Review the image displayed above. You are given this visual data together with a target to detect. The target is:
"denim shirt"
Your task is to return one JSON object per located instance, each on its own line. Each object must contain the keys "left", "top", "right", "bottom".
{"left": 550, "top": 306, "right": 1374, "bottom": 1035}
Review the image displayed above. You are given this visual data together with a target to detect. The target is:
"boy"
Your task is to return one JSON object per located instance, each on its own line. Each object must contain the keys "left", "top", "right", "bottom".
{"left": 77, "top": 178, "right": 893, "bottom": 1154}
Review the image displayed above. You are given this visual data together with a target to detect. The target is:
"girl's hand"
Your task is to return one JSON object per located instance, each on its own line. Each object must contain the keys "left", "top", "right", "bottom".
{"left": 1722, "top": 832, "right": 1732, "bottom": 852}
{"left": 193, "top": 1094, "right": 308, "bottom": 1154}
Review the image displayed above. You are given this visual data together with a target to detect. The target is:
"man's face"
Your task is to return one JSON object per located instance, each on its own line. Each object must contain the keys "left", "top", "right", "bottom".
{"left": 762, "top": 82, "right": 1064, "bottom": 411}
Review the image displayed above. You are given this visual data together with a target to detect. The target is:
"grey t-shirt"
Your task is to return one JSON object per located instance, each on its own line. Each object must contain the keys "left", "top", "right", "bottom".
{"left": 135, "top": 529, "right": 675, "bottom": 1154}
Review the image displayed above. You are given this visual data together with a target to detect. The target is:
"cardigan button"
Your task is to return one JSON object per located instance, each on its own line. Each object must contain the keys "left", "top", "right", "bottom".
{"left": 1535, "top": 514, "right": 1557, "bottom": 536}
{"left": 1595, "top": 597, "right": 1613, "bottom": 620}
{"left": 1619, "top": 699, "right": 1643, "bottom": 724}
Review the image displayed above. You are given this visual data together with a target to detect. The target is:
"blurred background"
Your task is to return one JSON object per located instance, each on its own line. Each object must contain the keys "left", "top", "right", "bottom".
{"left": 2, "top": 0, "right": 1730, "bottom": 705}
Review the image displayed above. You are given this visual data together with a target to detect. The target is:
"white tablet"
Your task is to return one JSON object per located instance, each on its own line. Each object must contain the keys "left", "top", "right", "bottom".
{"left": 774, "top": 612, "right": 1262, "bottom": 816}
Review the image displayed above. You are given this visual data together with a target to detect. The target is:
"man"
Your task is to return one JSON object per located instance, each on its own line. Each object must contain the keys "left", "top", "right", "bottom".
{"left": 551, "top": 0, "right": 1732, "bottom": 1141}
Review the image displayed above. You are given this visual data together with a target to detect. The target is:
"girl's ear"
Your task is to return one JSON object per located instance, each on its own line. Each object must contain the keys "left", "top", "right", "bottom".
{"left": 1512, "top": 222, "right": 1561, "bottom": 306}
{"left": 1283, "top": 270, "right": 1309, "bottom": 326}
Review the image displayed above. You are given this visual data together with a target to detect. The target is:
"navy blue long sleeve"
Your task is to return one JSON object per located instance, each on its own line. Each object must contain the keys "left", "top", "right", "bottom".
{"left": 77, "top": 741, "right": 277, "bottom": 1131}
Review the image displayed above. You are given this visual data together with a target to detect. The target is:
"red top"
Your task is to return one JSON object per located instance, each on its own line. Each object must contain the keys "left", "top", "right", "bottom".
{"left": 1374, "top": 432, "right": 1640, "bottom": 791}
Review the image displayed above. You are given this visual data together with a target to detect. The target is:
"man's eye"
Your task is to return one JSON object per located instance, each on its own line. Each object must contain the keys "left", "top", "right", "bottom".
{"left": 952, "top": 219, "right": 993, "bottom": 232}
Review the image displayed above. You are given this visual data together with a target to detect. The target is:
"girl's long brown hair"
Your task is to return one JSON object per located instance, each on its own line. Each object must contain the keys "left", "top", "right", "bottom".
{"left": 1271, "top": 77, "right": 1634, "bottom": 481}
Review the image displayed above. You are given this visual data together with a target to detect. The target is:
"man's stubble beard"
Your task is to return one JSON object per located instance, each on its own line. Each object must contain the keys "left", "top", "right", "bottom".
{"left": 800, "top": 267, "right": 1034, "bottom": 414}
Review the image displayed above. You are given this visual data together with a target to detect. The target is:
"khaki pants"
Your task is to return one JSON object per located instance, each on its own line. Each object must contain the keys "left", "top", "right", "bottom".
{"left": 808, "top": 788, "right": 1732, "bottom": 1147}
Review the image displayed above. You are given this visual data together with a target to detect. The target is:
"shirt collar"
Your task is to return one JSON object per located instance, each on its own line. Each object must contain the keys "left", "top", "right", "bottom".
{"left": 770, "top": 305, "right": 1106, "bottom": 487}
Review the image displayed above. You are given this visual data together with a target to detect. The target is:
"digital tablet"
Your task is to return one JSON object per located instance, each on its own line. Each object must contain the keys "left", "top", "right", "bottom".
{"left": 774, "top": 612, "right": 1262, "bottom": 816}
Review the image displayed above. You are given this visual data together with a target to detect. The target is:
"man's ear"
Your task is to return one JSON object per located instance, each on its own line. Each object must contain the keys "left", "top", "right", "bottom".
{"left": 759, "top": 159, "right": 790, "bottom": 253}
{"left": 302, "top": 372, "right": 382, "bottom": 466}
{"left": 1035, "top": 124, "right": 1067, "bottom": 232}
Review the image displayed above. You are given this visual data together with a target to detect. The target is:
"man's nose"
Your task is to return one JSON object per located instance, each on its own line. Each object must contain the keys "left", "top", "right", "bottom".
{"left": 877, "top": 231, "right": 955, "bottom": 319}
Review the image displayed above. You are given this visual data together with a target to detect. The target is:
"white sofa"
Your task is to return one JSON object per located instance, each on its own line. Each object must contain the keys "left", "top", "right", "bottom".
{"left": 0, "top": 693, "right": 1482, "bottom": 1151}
--------
Copy out every record above exactly as written.

Solution for this problem:
Review the image displayed above. You are given this visual data together with a target to detect. The target is:
"denim shirt"
Your task is to return one JSON object per located instance, each on its own line. Each object must contain the keys "left", "top", "right", "bottom".
{"left": 550, "top": 306, "right": 1374, "bottom": 1035}
Review the image displayed above. You are given this visual data together with a target to detect. The target is:
"boy"
Your task is to return one JSON object per located instance, each on its own line. Each object must contain the keys "left", "top", "right", "bottom".
{"left": 77, "top": 178, "right": 893, "bottom": 1154}
Review the image displayed above. You are given this visual data together with a target to detect. The target is:
"girl's hand"
Your task is to return one JSON object per located instance, each on its own line. Each object must contain the keys "left", "top", "right", "bottom".
{"left": 1722, "top": 832, "right": 1732, "bottom": 852}
{"left": 193, "top": 1094, "right": 308, "bottom": 1154}
Review the image displayed above. You are given this visual data together with a target to detect. The target is:
"man's face"
Your task is to return one JSON object per located instance, each on its own line. Each object must contain the keys "left", "top", "right", "bottom".
{"left": 762, "top": 82, "right": 1064, "bottom": 411}
Review the image displayed above. You are given this visual data together with a target to detect. The target is:
"grey t-shirt"
Your task is to return one JSON object per located instance, each on its own line. Each object must contain the keys "left", "top", "right", "bottom".
{"left": 135, "top": 529, "right": 675, "bottom": 1154}
Review the image displayed above. You are given this visual data together with a target to detect. The target is:
"cardigan button"
Your task is to return one JSON object per located instance, each on its own line. Each object must contain the keys "left", "top", "right", "bottom".
{"left": 1535, "top": 514, "right": 1557, "bottom": 536}
{"left": 1595, "top": 597, "right": 1613, "bottom": 620}
{"left": 1619, "top": 699, "right": 1643, "bottom": 724}
Review the image displayed above. You are given this visual data together with a target to detect. The target is:
"blurred background"
Your task is to return one JSON object per located instance, each on its own line. Each object must contain the keys "left", "top", "right", "bottom".
{"left": 2, "top": 0, "right": 1730, "bottom": 705}
Review the image displayed above. You are given this visual data together with a target to detect. The target is:
"white tablet"
Your task is to return one JSON object per located instance, each on its own line. Each object must contain the keys "left", "top", "right", "bottom".
{"left": 774, "top": 612, "right": 1262, "bottom": 816}
Review the image displayed above. You are given this visual data together with a target to detect. The target is:
"man"
Your task is to return one JSON object per located instance, each on its own line. Each object must contain the keys "left", "top", "right", "bottom".
{"left": 551, "top": 0, "right": 1732, "bottom": 1141}
Review the image displayed above. You are given this visual data together with a target to detect. The target is:
"girl's ear"
Your task is to return one JSON object per located instance, each on its own line. Each object must contain the keys "left", "top", "right", "bottom".
{"left": 1512, "top": 222, "right": 1561, "bottom": 306}
{"left": 1283, "top": 270, "right": 1309, "bottom": 326}
Review the image displayed above. You are given this visual data together with a target to detect. The target is:
"navy blue long sleeve"
Your task is to return one JSON object per located instance, each on its own line. Each object must contain the keys "left", "top", "right", "bottom".
{"left": 77, "top": 741, "right": 277, "bottom": 1131}
Review the image displayed above. You are given this visual data together with a target to detect. The target is:
"red top"
Your task is to return one JSON object per located instance, each on its own line. Each object must contain the keys "left", "top", "right", "bottom".
{"left": 1374, "top": 432, "right": 1640, "bottom": 791}
Review the image displayed above. You are given this visual data together with a target to detect. The target is:
"man's eye"
Your task is to return one JSON object per located instance, each on its own line. Each object must contain the keys "left", "top", "right", "bottom".
{"left": 952, "top": 219, "right": 993, "bottom": 232}
Review the image displayed above. You are given this visual data together with a target to detect. The target is:
"girl's long brown hair"
Your task is to return one JSON object per located instance, each on its own line. Each object must contain the keys "left", "top", "right", "bottom".
{"left": 1271, "top": 77, "right": 1634, "bottom": 481}
Review the image displayed above. You are given this visual data together with a target to detect. The target is:
"man's stubble beard"
Your task is to return one JSON object per located instance, each on its own line. Each object must contain the keys "left", "top", "right", "bottom".
{"left": 800, "top": 267, "right": 1034, "bottom": 414}
Review the image displayed above. You are given this visual data together with a target to detect. The target is:
"khaki pants"
Your task is to return one JSON object per located instance, each on its own line. Each object must contain the keys "left", "top", "right", "bottom".
{"left": 808, "top": 788, "right": 1732, "bottom": 1147}
Review the image displayed above. You are given this visual data together with a target to detect. The target is:
"shirt collar"
Your task is to return one JSON object per located instance, each on its own line. Each object must contain the keys "left", "top", "right", "bottom".
{"left": 770, "top": 305, "right": 1106, "bottom": 487}
Review the image displayed above. You are given this visual data together with a target to detect. The target is:
"digital tablet"
Your task is to return one JSON object per located instance, each on its own line. Each object must contain the keys "left", "top", "right", "bottom".
{"left": 774, "top": 612, "right": 1262, "bottom": 816}
Review the image displayed above. You are given this visual data together with a target to detect. The target is:
"man's ear"
Your task is to return one JSON object per located instance, each on its own line. Each object must contain the keys "left", "top", "right", "bottom".
{"left": 759, "top": 159, "right": 790, "bottom": 253}
{"left": 302, "top": 372, "right": 382, "bottom": 466}
{"left": 1035, "top": 124, "right": 1067, "bottom": 232}
Review the image displayed above. You are given this visual data together with a target to detect. The target is:
"man's nose"
Your task is to return one JSON object per located instance, each on its own line. Each object must contain the keys "left", "top", "right", "bottom".
{"left": 877, "top": 231, "right": 955, "bottom": 319}
Review the image displayed above. You are given this visual data together with a target to detect. The target is:
"white sofa"
Your task is to return one JSON object per located instance, each on its own line. Each object must contain the keys "left", "top", "right", "bottom".
{"left": 0, "top": 693, "right": 1482, "bottom": 1151}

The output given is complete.